Written task: Put each line of the items below into a single numbered list, leaving out the blank lines.
— START Dataset entries —
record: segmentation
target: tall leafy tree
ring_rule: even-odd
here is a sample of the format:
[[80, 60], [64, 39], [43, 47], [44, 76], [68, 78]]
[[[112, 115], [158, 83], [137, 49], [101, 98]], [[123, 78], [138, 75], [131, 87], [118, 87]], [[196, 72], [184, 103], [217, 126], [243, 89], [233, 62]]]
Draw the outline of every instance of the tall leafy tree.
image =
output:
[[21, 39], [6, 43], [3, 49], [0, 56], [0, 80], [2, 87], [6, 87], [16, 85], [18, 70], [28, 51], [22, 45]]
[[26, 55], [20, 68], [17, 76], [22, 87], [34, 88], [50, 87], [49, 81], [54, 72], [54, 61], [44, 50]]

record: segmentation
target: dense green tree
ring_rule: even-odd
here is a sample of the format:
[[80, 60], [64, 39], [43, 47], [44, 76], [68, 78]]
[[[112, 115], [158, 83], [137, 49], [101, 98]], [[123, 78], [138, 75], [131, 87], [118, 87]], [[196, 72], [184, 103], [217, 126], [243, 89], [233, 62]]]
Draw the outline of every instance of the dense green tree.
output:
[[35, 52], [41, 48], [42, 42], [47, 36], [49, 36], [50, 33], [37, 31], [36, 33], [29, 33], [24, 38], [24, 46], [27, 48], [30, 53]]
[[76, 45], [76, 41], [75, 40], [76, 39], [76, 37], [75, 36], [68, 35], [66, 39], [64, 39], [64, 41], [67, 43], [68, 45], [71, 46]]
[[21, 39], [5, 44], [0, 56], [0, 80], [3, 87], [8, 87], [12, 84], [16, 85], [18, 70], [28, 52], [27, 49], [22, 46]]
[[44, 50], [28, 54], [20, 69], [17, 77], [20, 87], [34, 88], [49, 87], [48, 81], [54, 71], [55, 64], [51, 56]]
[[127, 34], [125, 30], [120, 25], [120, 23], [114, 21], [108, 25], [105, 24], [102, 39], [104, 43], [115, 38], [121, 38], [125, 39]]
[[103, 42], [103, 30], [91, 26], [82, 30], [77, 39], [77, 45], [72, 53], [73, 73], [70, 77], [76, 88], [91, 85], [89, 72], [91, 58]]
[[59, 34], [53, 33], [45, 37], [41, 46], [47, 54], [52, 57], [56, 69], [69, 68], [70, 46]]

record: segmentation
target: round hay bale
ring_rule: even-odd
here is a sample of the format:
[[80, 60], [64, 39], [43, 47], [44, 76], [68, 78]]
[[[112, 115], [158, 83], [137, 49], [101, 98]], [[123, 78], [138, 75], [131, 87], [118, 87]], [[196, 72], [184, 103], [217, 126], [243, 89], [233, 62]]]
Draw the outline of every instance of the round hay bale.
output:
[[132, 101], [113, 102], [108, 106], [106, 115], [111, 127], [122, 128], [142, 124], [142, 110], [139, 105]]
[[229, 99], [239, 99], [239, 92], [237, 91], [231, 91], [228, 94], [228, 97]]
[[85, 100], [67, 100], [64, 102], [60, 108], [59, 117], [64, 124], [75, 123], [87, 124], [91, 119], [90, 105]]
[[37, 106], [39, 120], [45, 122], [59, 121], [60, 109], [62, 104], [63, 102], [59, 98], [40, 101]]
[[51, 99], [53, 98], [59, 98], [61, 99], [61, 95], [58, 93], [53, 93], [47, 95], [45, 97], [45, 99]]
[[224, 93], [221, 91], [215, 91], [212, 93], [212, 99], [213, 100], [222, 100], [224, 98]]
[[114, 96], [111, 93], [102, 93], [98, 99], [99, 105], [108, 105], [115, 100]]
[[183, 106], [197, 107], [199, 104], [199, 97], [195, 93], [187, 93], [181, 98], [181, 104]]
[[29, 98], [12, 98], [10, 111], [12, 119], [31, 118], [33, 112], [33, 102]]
— END Dataset entries —
Output of the exercise:
1. record: segmentation
2. target: tall leafy tree
3. ring_rule: even-odd
4. here is a sample of the format:
5. [[80, 60], [64, 39], [43, 47], [44, 76], [68, 78]]
6. [[[112, 115], [158, 83], [137, 49], [101, 98]], [[123, 78], [138, 75], [131, 87], [118, 87]], [[196, 72], [184, 103], [217, 126], [243, 89], [233, 62]]]
7. Draw the outline of every instance of the tall leafy tree.
8. image =
9. output:
10. [[21, 39], [6, 43], [3, 49], [0, 56], [0, 80], [2, 87], [6, 87], [16, 85], [18, 70], [28, 51], [22, 45]]
11. [[26, 55], [20, 68], [17, 76], [22, 87], [34, 88], [50, 87], [49, 81], [54, 72], [54, 61], [44, 50]]
12. record: segmentation
13. target: dense green tree
14. ring_rule: even-odd
15. here is a sample of the format:
16. [[80, 60], [64, 39], [43, 47], [44, 76], [68, 78]]
17. [[[112, 115], [158, 83], [137, 49], [101, 98]], [[123, 78], [138, 75], [131, 87], [118, 87]], [[196, 72], [184, 103], [217, 126], [243, 89], [233, 62]]]
18. Draw the outline of every instance of the dense green tree.
19. output:
20. [[35, 52], [41, 48], [42, 42], [47, 36], [49, 36], [50, 33], [37, 31], [36, 33], [29, 33], [24, 38], [24, 46], [27, 48], [30, 53]]
21. [[76, 45], [76, 41], [75, 40], [76, 39], [76, 37], [75, 36], [68, 35], [66, 39], [64, 39], [64, 41], [67, 43], [68, 45], [71, 46]]
22. [[21, 39], [5, 44], [0, 56], [0, 80], [3, 87], [8, 87], [12, 84], [16, 85], [18, 70], [28, 52], [27, 49], [22, 46]]
23. [[44, 50], [28, 54], [20, 69], [17, 77], [20, 87], [34, 88], [49, 87], [48, 81], [54, 71], [55, 64], [51, 56]]
24. [[127, 34], [125, 30], [120, 25], [120, 23], [114, 21], [108, 25], [105, 24], [102, 39], [104, 43], [115, 38], [121, 38], [125, 39]]
25. [[103, 42], [103, 30], [91, 26], [82, 30], [77, 39], [77, 45], [72, 53], [73, 73], [70, 77], [76, 88], [91, 85], [89, 72], [91, 58]]
26. [[59, 34], [53, 33], [45, 37], [41, 46], [47, 54], [52, 57], [56, 69], [69, 68], [70, 46]]
27. record: segmentation
28. target: round hay bale
29. ring_rule: even-odd
30. here is a sample of the format:
31. [[80, 60], [64, 39], [43, 47], [44, 76], [68, 78]]
32. [[[112, 115], [158, 83], [137, 49], [101, 98]], [[123, 78], [138, 75], [131, 87], [118, 87]], [[196, 72], [184, 103], [217, 126], [243, 89], [233, 62]]]
33. Draw the outline of every instance of the round hay bale.
34. output:
35. [[132, 101], [113, 102], [108, 106], [106, 115], [111, 127], [122, 128], [142, 124], [142, 110], [139, 105]]
36. [[229, 99], [239, 99], [239, 92], [237, 91], [231, 91], [228, 94], [228, 97]]
37. [[85, 100], [67, 100], [64, 102], [60, 108], [59, 117], [64, 124], [75, 123], [87, 124], [91, 119], [90, 105]]
38. [[37, 106], [39, 120], [45, 122], [59, 121], [60, 109], [62, 104], [63, 102], [59, 98], [40, 101]]
39. [[51, 99], [53, 98], [59, 98], [61, 99], [61, 95], [58, 93], [53, 93], [47, 95], [45, 97], [45, 99]]
40. [[224, 93], [221, 91], [215, 91], [212, 93], [212, 99], [213, 100], [222, 100], [224, 98]]
41. [[114, 96], [111, 93], [102, 93], [98, 99], [99, 105], [108, 105], [115, 100]]
42. [[183, 106], [197, 107], [199, 104], [199, 97], [195, 93], [187, 93], [181, 98], [181, 104]]
43. [[29, 98], [12, 98], [10, 111], [12, 119], [31, 118], [33, 112], [33, 102]]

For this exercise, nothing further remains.